▸ **Recorded information**:
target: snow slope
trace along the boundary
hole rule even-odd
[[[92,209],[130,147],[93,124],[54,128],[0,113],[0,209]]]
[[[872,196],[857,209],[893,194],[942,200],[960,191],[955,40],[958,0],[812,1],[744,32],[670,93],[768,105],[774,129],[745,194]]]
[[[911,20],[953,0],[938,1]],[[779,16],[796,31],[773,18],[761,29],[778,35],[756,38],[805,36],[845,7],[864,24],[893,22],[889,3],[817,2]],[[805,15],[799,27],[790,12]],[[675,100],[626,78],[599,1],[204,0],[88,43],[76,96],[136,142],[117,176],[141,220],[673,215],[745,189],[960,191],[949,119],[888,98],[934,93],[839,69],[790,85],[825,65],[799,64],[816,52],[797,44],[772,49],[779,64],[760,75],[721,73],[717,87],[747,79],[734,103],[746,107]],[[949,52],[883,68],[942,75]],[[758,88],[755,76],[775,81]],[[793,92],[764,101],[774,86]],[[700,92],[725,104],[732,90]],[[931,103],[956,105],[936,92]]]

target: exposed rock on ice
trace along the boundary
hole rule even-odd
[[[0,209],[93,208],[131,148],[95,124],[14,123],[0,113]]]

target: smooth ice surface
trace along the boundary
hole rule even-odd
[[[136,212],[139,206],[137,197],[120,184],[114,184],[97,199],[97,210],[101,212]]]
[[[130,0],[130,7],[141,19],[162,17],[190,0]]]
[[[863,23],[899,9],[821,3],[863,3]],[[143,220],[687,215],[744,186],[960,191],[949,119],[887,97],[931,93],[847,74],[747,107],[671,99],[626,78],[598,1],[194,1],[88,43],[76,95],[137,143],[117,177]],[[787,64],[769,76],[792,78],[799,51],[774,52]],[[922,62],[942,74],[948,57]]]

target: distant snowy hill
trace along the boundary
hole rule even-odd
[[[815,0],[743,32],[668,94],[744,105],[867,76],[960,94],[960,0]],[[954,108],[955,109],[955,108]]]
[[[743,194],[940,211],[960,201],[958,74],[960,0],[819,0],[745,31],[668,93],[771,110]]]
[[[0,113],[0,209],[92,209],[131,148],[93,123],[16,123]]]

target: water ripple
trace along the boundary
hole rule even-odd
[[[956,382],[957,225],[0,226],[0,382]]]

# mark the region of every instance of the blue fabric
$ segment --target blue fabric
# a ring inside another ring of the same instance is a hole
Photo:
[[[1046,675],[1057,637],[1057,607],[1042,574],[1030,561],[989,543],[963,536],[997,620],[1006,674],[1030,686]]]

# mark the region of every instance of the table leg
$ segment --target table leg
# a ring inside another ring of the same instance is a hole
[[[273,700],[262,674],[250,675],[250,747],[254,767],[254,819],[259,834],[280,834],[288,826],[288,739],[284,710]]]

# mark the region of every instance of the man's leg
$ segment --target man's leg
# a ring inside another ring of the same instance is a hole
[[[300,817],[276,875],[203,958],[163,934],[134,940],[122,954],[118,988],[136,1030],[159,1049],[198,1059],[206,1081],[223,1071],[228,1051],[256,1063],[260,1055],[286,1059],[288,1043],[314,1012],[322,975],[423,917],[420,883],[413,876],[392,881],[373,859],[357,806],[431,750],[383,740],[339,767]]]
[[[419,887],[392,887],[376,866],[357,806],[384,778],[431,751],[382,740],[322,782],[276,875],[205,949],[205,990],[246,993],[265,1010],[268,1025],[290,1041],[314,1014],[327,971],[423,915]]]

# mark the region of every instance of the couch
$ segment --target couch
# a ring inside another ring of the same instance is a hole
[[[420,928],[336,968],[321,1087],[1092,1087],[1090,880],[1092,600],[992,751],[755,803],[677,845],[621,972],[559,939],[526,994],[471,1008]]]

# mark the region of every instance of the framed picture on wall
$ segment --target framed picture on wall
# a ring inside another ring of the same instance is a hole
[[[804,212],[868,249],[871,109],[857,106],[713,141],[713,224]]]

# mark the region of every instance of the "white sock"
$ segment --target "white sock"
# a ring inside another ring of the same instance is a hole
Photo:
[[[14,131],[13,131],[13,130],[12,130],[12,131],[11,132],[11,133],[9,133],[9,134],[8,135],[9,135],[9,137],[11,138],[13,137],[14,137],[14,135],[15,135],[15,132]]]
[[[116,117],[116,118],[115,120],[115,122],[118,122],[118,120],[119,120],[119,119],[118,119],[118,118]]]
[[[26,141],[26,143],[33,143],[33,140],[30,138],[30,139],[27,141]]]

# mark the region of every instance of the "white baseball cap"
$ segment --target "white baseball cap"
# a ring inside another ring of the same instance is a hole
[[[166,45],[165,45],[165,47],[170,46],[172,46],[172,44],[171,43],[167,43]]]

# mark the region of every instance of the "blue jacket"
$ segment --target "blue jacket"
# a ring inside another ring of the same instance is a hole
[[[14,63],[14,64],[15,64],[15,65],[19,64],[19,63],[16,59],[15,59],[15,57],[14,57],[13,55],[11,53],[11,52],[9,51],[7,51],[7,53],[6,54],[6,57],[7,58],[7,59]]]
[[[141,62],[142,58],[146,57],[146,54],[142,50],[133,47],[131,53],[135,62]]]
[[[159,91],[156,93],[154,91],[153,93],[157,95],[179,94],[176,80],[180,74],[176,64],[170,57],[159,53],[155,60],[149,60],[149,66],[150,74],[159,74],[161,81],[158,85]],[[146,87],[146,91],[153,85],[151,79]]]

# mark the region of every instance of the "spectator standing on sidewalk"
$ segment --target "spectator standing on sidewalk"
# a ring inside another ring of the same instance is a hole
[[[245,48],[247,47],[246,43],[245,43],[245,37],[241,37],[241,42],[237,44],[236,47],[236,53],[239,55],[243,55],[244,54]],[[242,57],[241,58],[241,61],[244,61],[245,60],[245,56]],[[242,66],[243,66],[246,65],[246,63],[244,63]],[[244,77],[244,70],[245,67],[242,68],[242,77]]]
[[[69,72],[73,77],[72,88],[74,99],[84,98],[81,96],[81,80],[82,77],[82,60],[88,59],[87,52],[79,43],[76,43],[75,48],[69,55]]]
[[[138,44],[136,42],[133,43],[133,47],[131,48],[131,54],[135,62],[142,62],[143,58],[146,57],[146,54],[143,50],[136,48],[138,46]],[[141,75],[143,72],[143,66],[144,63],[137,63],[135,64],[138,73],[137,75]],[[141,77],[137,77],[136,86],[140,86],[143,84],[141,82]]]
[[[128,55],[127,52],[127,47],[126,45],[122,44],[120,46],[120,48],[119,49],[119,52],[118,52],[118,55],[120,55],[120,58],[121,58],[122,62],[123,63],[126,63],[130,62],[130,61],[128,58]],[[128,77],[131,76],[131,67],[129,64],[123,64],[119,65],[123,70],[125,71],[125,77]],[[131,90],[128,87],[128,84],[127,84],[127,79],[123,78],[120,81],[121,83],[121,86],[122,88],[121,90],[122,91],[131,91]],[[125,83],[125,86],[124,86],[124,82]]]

▸ **Written task**: Tally the lines in the records above that contain the string "region", counting only matches with the same letter case. Reply with the number alone.

▸ **Exercise answer**: 9